§ **Excerpt**
## Begin

The greatest benefit from the Matrix of Change may be that it forces management
to make explicit the practices and interactions that are implicit in the old, new, and
transition systems. Recognizing and defining the nature of the problem can be
80% of the battle, but without a tool for clearly sorting out interactions among
principles, much of change management is relegated to intuition and politics.
Once the elements of the Matrix of Change have been identified, the most effective
strategy may become self-evident.
The Problem of Prediction in Complex Systems
Of course, despite data provided by the Matrix, companies consist of myriad
unarticulated rules, procedures, technologies, and cultural mores that can never be
completely catalogued, or even recognized. The most detailed list will inevitably
overlook certain unstated assumptions inherent in any system of work. The
result of any elicitation or mapping process is “a set of causal attributions, initial
hypotheses about the structure of the system which must then be tested” (Sterman,
p. 321). The Matrix of Change helps managers identify important assumptions
implicit in their work organization, but they must keep in mind that key
components of any system may remain unmodeled, allowing unexpected barriers
to surface in the midst of the change process.
The Matrix of Change can offer two forms of assistance, if not complete assurance,
in dealing with complex systems. The first is that the Matrix design process can be
Matrix of Change 26
revisited as often as necessary. Each design phase can represent a temporal time
slice, or window onto current and possible outcomes as Figure 8 suggests.
Figure 8 – Linked matrices can show intermediate transitions.
Matrix chaining can highlight important stepping stones or phases that can be
skipped entirely. A transition from craft production, to mass production, to
modern manufacturing, for example, might omit the intermediate step or use it as
a bridge, depending on the ease of the associated transitions. Refining the Matrix
across several levels of detail or across time slices can lead to the development of
organizational meta-principles, such as the observation that a pair of process
dependencies frequently recur. This pair might then be integrated or replaced
wholesale. Having identified certain dependencies and interactions, systematic
process behaviors might be amenable to software simulation to aid in prediction.
Reflecting actual events, a feedback model of total quality management practices at
Analog Devices found significant quality and productivity improvements did not
translate into higher financial performance (Sterman, Repenning and Kofman).
The software offered controlled and repeatable simulations that helped identify a
confluence of interacting business practices and environmental factors causing the
trouble. The matrix can provide important inputs to such a system.

## End

§ **Material for this task**
## Begin

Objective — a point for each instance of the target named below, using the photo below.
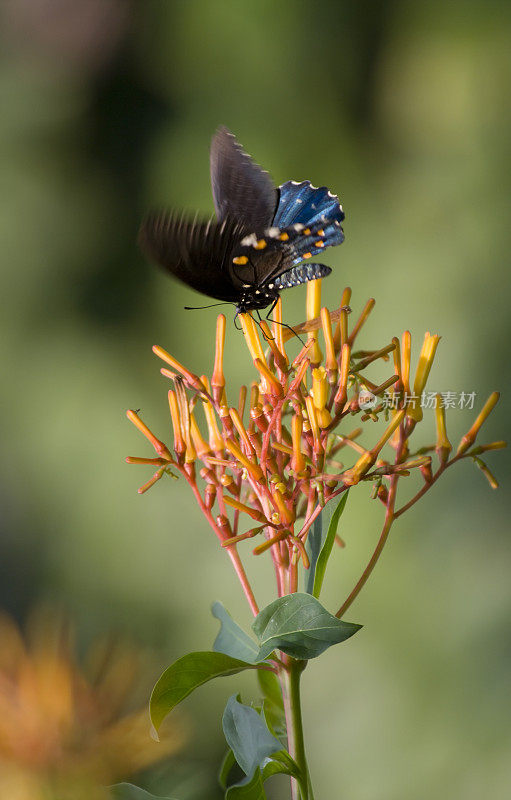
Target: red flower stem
(233, 553)
(387, 525)
(427, 486)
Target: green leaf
(225, 768)
(248, 736)
(232, 640)
(126, 791)
(327, 545)
(273, 704)
(186, 674)
(320, 542)
(252, 789)
(300, 626)
(270, 687)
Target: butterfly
(260, 240)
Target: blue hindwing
(315, 208)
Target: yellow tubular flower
(278, 329)
(469, 438)
(331, 360)
(341, 329)
(313, 306)
(443, 445)
(320, 392)
(426, 358)
(298, 460)
(218, 378)
(201, 446)
(406, 351)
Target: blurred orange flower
(65, 732)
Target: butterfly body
(258, 243)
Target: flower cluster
(273, 457)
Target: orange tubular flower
(282, 464)
(218, 378)
(313, 305)
(158, 446)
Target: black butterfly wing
(261, 258)
(241, 189)
(198, 253)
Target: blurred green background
(403, 109)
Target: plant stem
(290, 680)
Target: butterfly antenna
(285, 325)
(199, 308)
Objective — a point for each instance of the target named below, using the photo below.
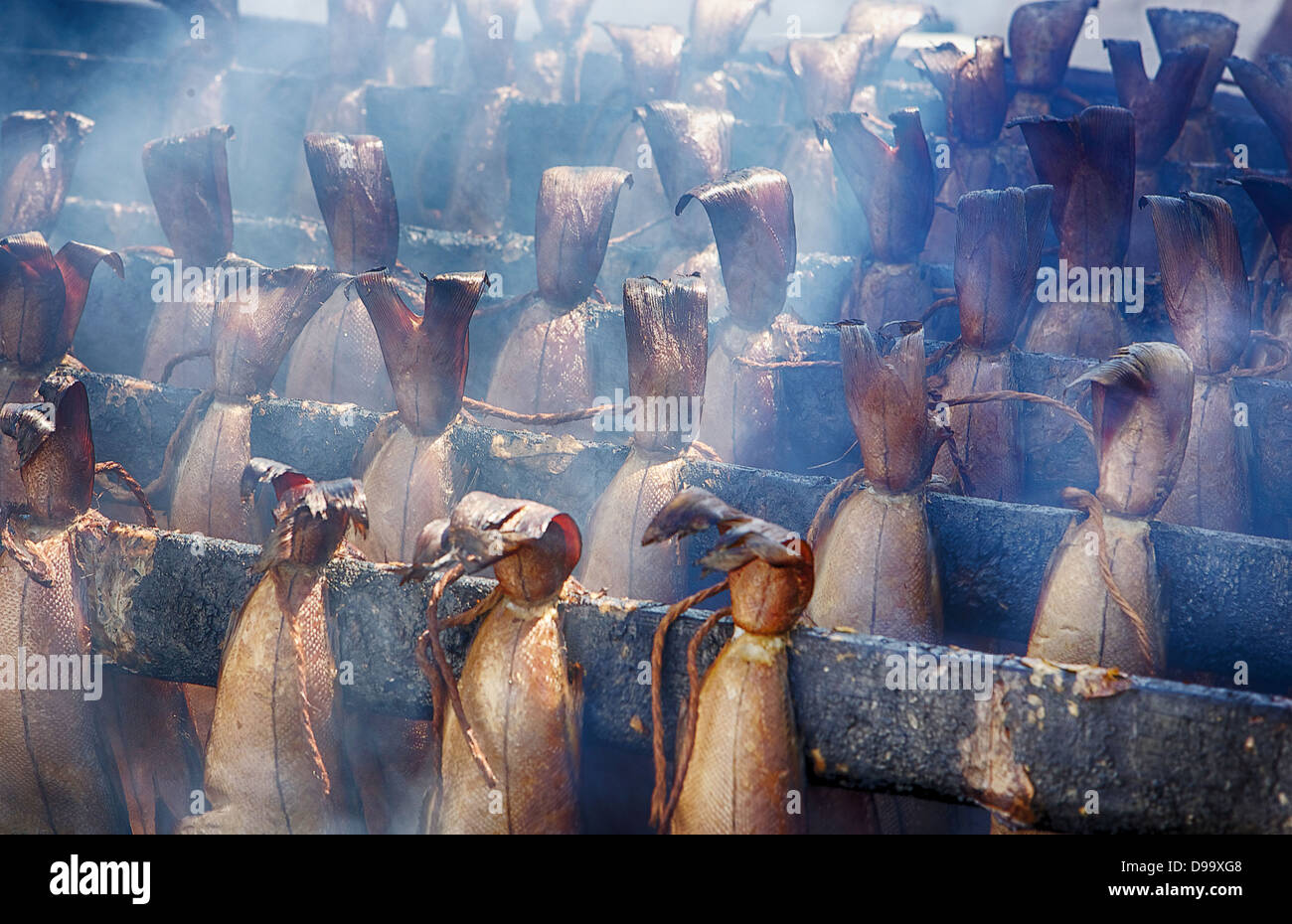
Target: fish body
(1077, 622)
(56, 769)
(747, 760)
(878, 571)
(615, 557)
(544, 366)
(740, 402)
(272, 760)
(526, 713)
(1212, 488)
(986, 435)
(408, 482)
(206, 498)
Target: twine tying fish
(659, 802)
(1086, 502)
(440, 674)
(117, 471)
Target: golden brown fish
(544, 365)
(1089, 160)
(877, 570)
(66, 750)
(274, 761)
(999, 236)
(895, 188)
(405, 464)
(42, 299)
(667, 327)
(1209, 301)
(337, 357)
(252, 329)
(1141, 420)
(189, 183)
(520, 693)
(739, 759)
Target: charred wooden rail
(1162, 756)
(1230, 594)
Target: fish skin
(614, 557)
(544, 366)
(1077, 622)
(740, 402)
(408, 482)
(159, 753)
(1090, 329)
(745, 727)
(526, 712)
(1212, 489)
(341, 340)
(176, 329)
(206, 497)
(272, 760)
(18, 385)
(31, 196)
(56, 772)
(877, 570)
(987, 435)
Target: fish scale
(55, 772)
(526, 717)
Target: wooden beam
(1161, 756)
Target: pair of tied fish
(76, 763)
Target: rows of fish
(272, 747)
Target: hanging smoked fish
(356, 55)
(667, 329)
(489, 38)
(999, 237)
(1209, 301)
(252, 327)
(1161, 107)
(407, 462)
(752, 214)
(973, 89)
(692, 145)
(737, 756)
(825, 73)
(886, 22)
(42, 299)
(651, 57)
(274, 761)
(1089, 160)
(1101, 601)
(1041, 44)
(1273, 199)
(189, 181)
(878, 571)
(509, 747)
(407, 467)
(895, 186)
(337, 357)
(1202, 138)
(653, 63)
(38, 155)
(59, 773)
(546, 365)
(1269, 89)
(552, 68)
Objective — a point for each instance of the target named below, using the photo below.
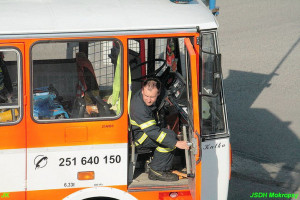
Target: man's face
(150, 96)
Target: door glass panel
(10, 100)
(74, 80)
(212, 104)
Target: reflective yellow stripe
(161, 137)
(133, 123)
(164, 150)
(142, 139)
(147, 124)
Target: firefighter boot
(162, 176)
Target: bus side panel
(215, 169)
(12, 136)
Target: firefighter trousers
(162, 157)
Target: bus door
(191, 130)
(214, 128)
(76, 136)
(12, 123)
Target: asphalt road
(260, 46)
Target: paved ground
(260, 46)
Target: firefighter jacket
(144, 124)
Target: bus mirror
(217, 74)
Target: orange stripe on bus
(59, 194)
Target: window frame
(88, 119)
(225, 132)
(20, 105)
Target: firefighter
(6, 88)
(147, 133)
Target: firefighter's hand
(182, 145)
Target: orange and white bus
(73, 65)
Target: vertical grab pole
(187, 154)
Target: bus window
(74, 80)
(10, 100)
(212, 104)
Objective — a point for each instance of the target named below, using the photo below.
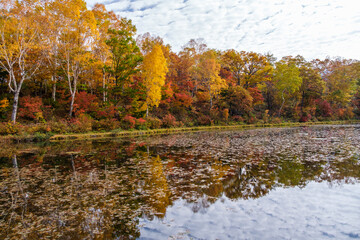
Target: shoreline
(135, 133)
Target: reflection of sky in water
(318, 211)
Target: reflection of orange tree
(156, 187)
(100, 191)
(60, 204)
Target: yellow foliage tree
(207, 71)
(154, 73)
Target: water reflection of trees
(99, 190)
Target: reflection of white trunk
(53, 79)
(15, 104)
(283, 102)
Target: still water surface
(286, 183)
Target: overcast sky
(311, 28)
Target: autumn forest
(66, 68)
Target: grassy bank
(126, 133)
(118, 134)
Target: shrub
(31, 108)
(128, 122)
(345, 113)
(251, 120)
(276, 120)
(106, 124)
(10, 128)
(305, 117)
(169, 121)
(204, 120)
(323, 108)
(59, 126)
(85, 103)
(105, 112)
(38, 128)
(238, 119)
(140, 124)
(81, 124)
(153, 123)
(225, 114)
(4, 104)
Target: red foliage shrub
(106, 124)
(225, 114)
(128, 122)
(105, 112)
(153, 123)
(81, 124)
(85, 103)
(204, 120)
(305, 117)
(169, 121)
(182, 100)
(345, 113)
(140, 124)
(256, 95)
(31, 108)
(238, 119)
(323, 108)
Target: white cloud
(314, 29)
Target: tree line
(63, 62)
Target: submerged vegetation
(67, 69)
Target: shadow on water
(102, 189)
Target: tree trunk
(104, 90)
(15, 106)
(54, 88)
(72, 103)
(282, 105)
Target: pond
(279, 183)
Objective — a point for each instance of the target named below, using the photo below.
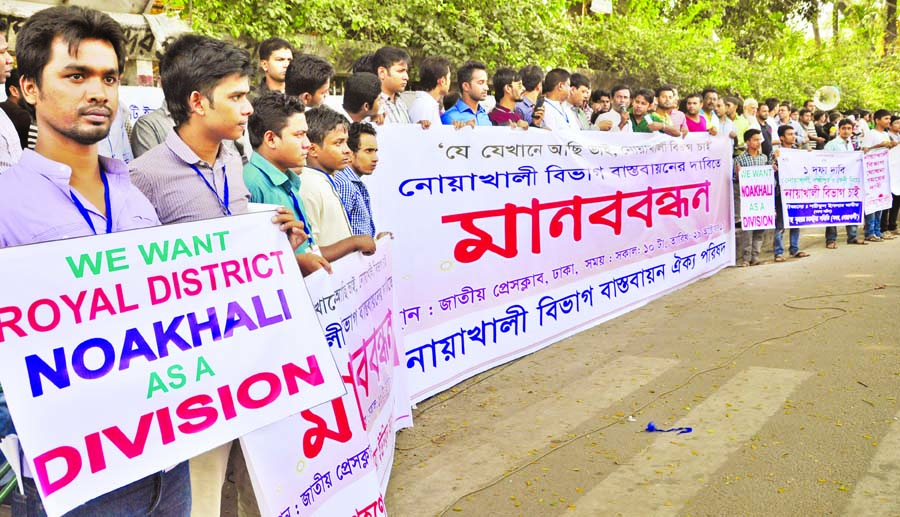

## End

§ **Challenge 1**
Reproduce, word for word, the lines of the entries from the line with "Target: golden brown fish" to the line with "(1230, 594)", including both of those lines.
§ **Challenge 2**
Pick up the passage on the Matrix of Change after its final sentence and continue it.
The entries have no connection to the passage on the Matrix of Change.

§ **Written response 1**
Target: golden brown fish
(544, 365)
(1089, 160)
(877, 570)
(66, 750)
(274, 761)
(999, 236)
(895, 188)
(405, 464)
(42, 299)
(667, 327)
(1209, 301)
(337, 357)
(252, 329)
(1141, 420)
(189, 183)
(520, 693)
(739, 759)
Target: charred wooden rail
(1162, 756)
(1230, 594)

§ **Written response 2**
A second form of assistance is help in reshaping mental models. At MacroMed,
workers held the unarticulated goal of running the machines at all times to
increase productivity. This led them to resist product line changes and
inadvertently to defeat the value of flexible equipment. As this belief surfaced,
MacroMed managers devised compatible incentives and achieved a more coherent
work system. To the extent that the Matrix can help shift mental models even part
way from implicit to explicit parameters, it can improve chances for success. It
may never be possible to “manage the magic” of a perfectly functioning system, but
managers need simple ways to initiate debate on critical changes. The Matrix helps
Matrix of Change 27
initiate that inquiry, it helps identify multiple interactions, and it uncovers at least
some of the hidden assumptions.
Lessons Learned at MacroMed
At MacroMed, we administered a set of questionnaires based on the Matrix of
Change to multiple groups within the company. This included managers,
engineers, and hourly employees in both the company at large and in a special
pilot project designed to test the proposed changes.
Having MacroMed employees fill in the Matrix proved to be highly informative.
For instance, management within the pilot group saw positive reinforcement
between flexible machinery and line rationalization, an interaction that is
inconsistent with the literature. Line rationalization, a top-down optimization
process, tends to reduce the scope for on-the-spot decision-making and
reconfiguration of flexible machinery.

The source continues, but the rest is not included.